I have heard the learned Advocates of both the side, perused the impugned judgment of Courts below the papers and documents as available on the records.
This is a case for per-emption under Section 96 of the State Acquisition and Tenancy Act. The pre-emptor opposite party No.1 here climed that he was a co-sharer by purchase and the pre-emptee No.1 was an stranger who purchased the land from opposite party No.2 on 24.06.2002 and came to the said transfer while the pre-emptee No.1 tried to take possession of the said land with the help of opposite party No.3 and thereafter on procuring the certified copy of the said deed filed the case within the stipulated time as prescribed.
It appears that the pre-emptor claimed that he was a co-sharer of the case land by purchase and the pre-emptee No.1 was an stranger and the pre-emptee No.1 did not claim that he is not an stranger. Even he did not contest the case but the opposite party No.3 contested the case. It is not a matter that who may be a proper party or not in the pre-emption case the same should be considered by the trial Court after framing the issue of the case.
In the instance case it is found that the case land was transferred in favour of opposite No.1 through registered deed on 17.01.2002 and the pre-emptor claimed that he came to know the said transferred on 24.06.2002 and obtaining the certified copy on 12.07.2002 and filed the case on 16.07.2002. From the aforesaid statement of facts it is clear that the pre-emptor filed this case within the stipulated of limitation from the date of knowledge the same should be consider by the trial Court.
In disposal of the issue of limitation the court only should consider whether the deed was registered as provided under Section 60 of the Registration Act and case was filed within time and the pre-emptor succeed to prove his date of knowledge and filed the case within the stipulated time from the date of knowledge and all the issue should be considered by taking evidence.
The next question is that the opposite party No.3 claimed that the pre-emptor has knowledge that the case land was transferred in favour of opposite party No.3 the present petitioner. The opposite party No.3 filed Title Suit No.69 of 2002 dated 01.07.2002 wherein he claim that he purchased the land from the opposite party No.1 on 25.04.2002 and the pre-emptor appeared in the said case on 08.07.2002 so he had definite knowledge about the transfer of the case land. It is found that the opposite party No.3 the present petitioner did not claim that he was the vendor of the case land and the case land already returned back in favour of him in such a case the citation of the trial Court, the decisions of the case Md. Abbas Ali Vs. Md. Osman Ali reported in 37 DLR (HCD)- 324 is not applicable in the instant case since the facts of that case is quite different from the aforesaid case, since in the cited case the fact is that the pre-emptee No.1 transferred the property in favour of the vendor and Court thus decided that since the property returned back in favour of the pre-emptee the vendor and he was a co-sharer of the case land in such a case the pre-emptor extinguished his right of pre-emption against the co-sharer of the case land and this is the principle of the cited the case. But the trial Court did not consider the said vital facts of the case.

Records from a point labeling set
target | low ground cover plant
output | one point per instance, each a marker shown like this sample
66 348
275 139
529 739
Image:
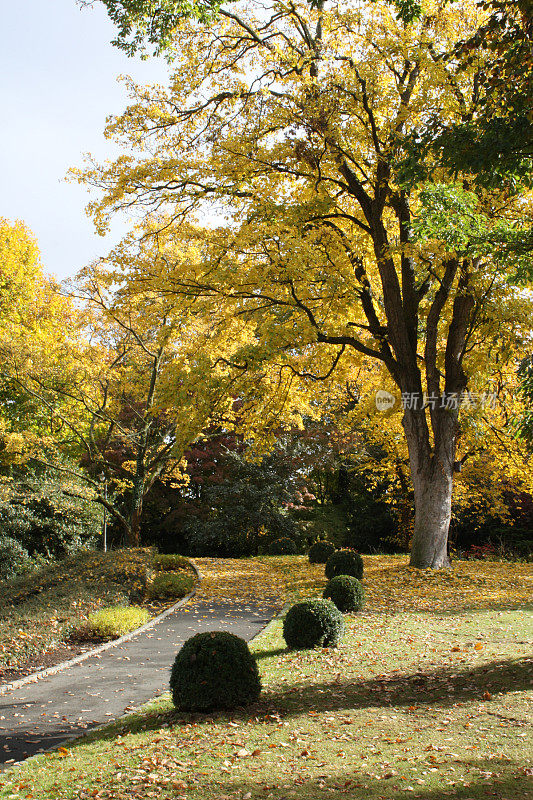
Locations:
346 592
214 670
170 585
111 623
344 562
313 623
38 609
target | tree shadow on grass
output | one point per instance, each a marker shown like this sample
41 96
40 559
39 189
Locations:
493 778
437 688
440 687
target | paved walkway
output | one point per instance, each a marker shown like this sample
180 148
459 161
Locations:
41 715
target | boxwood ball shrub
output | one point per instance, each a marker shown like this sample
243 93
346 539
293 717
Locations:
344 562
313 623
319 552
283 547
346 592
214 670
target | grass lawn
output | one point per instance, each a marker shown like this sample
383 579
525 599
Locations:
428 696
37 610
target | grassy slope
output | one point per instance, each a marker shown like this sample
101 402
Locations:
416 701
37 609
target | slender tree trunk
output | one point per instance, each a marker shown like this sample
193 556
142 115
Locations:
136 509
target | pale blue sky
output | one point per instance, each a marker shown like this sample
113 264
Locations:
58 75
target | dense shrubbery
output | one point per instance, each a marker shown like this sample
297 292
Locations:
313 623
110 623
39 512
283 547
320 551
344 562
167 562
170 585
214 671
13 557
346 592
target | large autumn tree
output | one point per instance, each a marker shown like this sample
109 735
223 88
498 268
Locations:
292 121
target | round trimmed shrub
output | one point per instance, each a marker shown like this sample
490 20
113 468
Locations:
346 592
320 551
214 670
313 623
344 562
283 547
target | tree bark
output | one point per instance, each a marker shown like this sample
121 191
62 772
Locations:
432 476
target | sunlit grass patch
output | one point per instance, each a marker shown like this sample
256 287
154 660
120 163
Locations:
436 707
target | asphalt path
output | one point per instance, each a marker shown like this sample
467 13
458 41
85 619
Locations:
42 715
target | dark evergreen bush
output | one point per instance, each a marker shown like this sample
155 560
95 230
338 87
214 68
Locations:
313 623
214 671
283 547
319 552
167 562
344 562
346 592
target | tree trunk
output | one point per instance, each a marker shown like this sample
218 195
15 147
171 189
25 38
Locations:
134 533
433 508
432 476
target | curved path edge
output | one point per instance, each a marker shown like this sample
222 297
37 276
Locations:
44 673
80 736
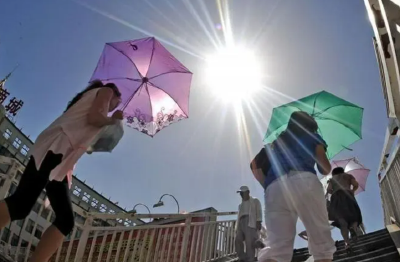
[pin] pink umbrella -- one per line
(154, 85)
(353, 167)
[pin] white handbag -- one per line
(107, 139)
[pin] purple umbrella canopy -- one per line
(353, 167)
(154, 85)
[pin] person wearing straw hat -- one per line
(249, 222)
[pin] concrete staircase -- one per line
(377, 246)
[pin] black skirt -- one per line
(343, 205)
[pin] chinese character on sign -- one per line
(14, 106)
(3, 95)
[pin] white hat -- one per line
(243, 189)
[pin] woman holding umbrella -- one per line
(294, 191)
(343, 209)
(55, 153)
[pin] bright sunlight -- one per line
(234, 74)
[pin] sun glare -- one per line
(234, 74)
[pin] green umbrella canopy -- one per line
(339, 121)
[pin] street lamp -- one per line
(140, 204)
(160, 203)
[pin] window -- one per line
(53, 217)
(24, 243)
(24, 150)
(17, 143)
(77, 191)
(29, 226)
(4, 168)
(42, 195)
(7, 134)
(6, 235)
(45, 213)
(86, 197)
(78, 233)
(18, 176)
(14, 240)
(12, 189)
(94, 202)
(79, 219)
(20, 222)
(38, 232)
(36, 207)
(5, 152)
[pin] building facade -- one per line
(25, 234)
(384, 16)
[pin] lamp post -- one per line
(160, 203)
(140, 204)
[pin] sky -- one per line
(304, 47)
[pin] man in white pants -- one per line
(248, 224)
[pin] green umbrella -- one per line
(339, 121)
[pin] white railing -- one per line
(194, 237)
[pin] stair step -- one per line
(370, 255)
(366, 247)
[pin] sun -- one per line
(234, 74)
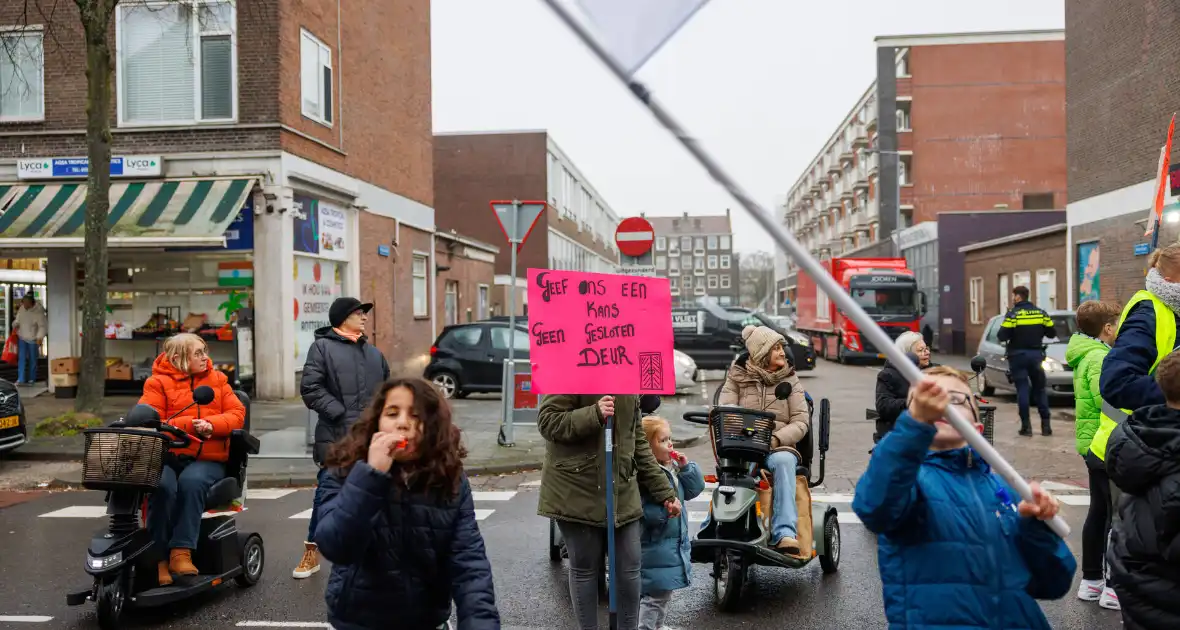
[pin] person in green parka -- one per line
(574, 493)
(1096, 322)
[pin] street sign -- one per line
(635, 236)
(526, 215)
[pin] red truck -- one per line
(884, 287)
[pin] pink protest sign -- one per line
(600, 334)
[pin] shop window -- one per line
(21, 76)
(176, 65)
(421, 308)
(315, 71)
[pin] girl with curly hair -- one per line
(398, 519)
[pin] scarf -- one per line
(1167, 291)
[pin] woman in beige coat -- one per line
(751, 385)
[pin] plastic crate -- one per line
(123, 459)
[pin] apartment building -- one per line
(267, 156)
(576, 231)
(952, 123)
(695, 254)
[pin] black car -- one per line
(13, 428)
(469, 358)
(712, 341)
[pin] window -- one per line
(316, 78)
(420, 295)
(1047, 289)
(174, 69)
(976, 300)
(21, 76)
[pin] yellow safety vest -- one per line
(1165, 342)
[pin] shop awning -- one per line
(169, 212)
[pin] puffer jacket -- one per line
(400, 557)
(339, 380)
(743, 388)
(168, 391)
(929, 506)
(1144, 460)
(667, 564)
(572, 479)
(1085, 355)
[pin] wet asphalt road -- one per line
(41, 557)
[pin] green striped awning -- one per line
(168, 208)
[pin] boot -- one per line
(310, 562)
(181, 562)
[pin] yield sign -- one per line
(517, 218)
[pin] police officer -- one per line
(1023, 332)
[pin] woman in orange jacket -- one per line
(174, 513)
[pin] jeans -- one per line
(587, 548)
(316, 499)
(27, 353)
(1028, 376)
(785, 513)
(175, 509)
(654, 609)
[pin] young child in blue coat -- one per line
(666, 542)
(954, 548)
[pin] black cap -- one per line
(343, 307)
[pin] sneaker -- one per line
(310, 562)
(1109, 599)
(1089, 590)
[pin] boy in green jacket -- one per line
(1097, 325)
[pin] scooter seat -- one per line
(223, 493)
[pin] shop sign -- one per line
(318, 283)
(74, 168)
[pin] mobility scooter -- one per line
(125, 460)
(735, 536)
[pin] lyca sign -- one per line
(77, 168)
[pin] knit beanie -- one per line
(760, 341)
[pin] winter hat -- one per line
(760, 341)
(343, 307)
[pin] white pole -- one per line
(811, 266)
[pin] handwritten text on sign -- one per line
(600, 334)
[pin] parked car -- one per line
(13, 426)
(469, 358)
(1059, 375)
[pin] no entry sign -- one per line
(635, 236)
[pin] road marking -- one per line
(268, 493)
(492, 496)
(78, 511)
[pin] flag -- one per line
(1161, 182)
(235, 274)
(633, 31)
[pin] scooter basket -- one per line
(743, 435)
(123, 459)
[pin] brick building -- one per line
(271, 165)
(1035, 258)
(576, 231)
(952, 123)
(1116, 129)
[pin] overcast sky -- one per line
(761, 83)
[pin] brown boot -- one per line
(181, 562)
(310, 562)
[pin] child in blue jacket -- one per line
(666, 542)
(955, 550)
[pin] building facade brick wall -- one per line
(1044, 251)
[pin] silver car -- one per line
(1059, 376)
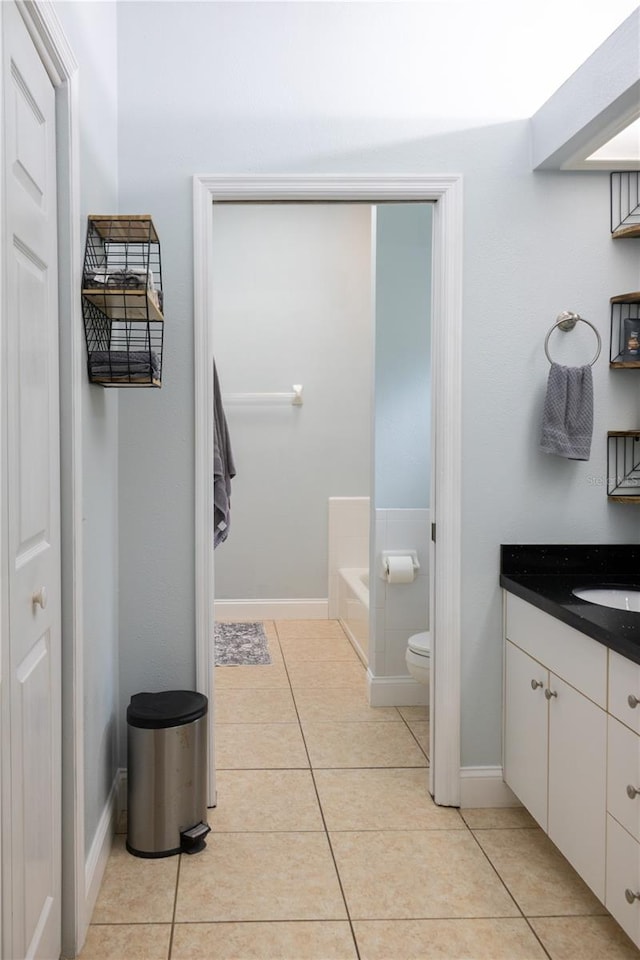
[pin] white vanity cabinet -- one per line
(555, 736)
(622, 897)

PROBLEM SET
1 - In the pre-emption judgment, on what date did the pre-emptor file the case?
2 - Continue the pre-emption judgment from its last sentence.
This listing was drawn from a separate source.

IN RESPONSE
1 - 16.07.2002

2 -
It is also my view that as per provision of Section 96 of the State Acquisition and Tenancy Act normally the Court should not be disposed of the case only on the ground of maintainability though the Court has power to dispose of the case on the grounds of maintainability. The trial Court ought to have consider the mandatory provision laid down in Section 96 whether pre-emptor is a co-sharer of the case land, whether the pre-emptee is an stranger, whether the case was filed within the stipulated period provided under Section 96 and whether that case is bad for defective parties or any bar provided under sub-section 10 of Section 96 of the State Acquisition and Tenancy Act. In such a case the Court ought to have framed the issues and should dispose of the same in accordance with law.
If the Court desire to dispose of the case on the ground of maintainability in such a case the said facts also should be considered as per provision of evidence Act and the parties has right to adduce evidence and Court ought to have considered the evidence in disposal of the said facts framing issues.
We have already considered that the decision cited by the trial Court is not applicable in the instant case since the opposite party No.3 the present petitioner had claimed that he was also a co-sharer and the transferee returned the case land to the vendor.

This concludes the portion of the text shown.